__TEXTE FOURNI__.

La stratégie du gouvernement plusieurs fois prise en défaut

Publié le par SEP (Syndicat de l'Education Populaire)


Le "retournement" de l'UNSA a échoué, admet-on au gouvernement...

Le gouvernement a été réactif et soudé depuis le lancement de la réforme. Mais il n'a pas réussi à stopper la grève à la RATP, comme il l'espérait, ni à prendre appui sur l'Unsa.
 
Source : Les Echos [ 22/11/07 ]


Depuis l'ouverture du chantier de la réforme des régimes spéciaux, l'organisation bien huilée de l'exécutif a été largement mise en avant : suivi en direct de l'Elysée, coordination avec Matignon, symbiose avec les directions des entreprises concernées, liens permanents du ministère du Travail avec les syndicats, etc. De fait, tout en se montrant très réactif, l'Etat a évité tout dérapage verbal ou erreur manifeste dans la négociation, qui aurait pu conduire à faire capoter la réforme. Tout n'a pourtant pas marché comme prévu.

__ENTRÉES FOURNIES__.
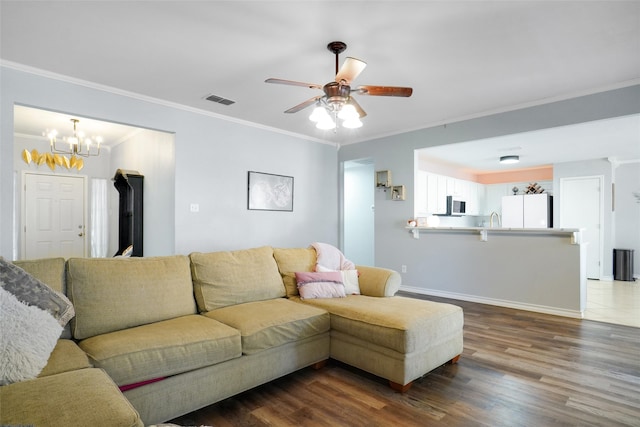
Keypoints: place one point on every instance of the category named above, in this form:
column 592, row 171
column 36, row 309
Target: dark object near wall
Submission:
column 130, row 185
column 623, row 264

__PROBLÈME À TRAITER__. Expliquez, en une à trois phrases et d'après le texte fourni, pourquoi il importait que l'État évite tout dérapage verbal ou toute erreur manifeste dans la négociation. Les entrées proviennent d'une autre source que le texte.

__RÉPONSE RÉDIGÉE__. Un dérapage verbal ou une erreur manifeste dans la négociation aurait pu conduire à faire capoter la réforme des régimes spéciaux. En les évitant, l'État préservait les chances d'aboutissement de cette réforme.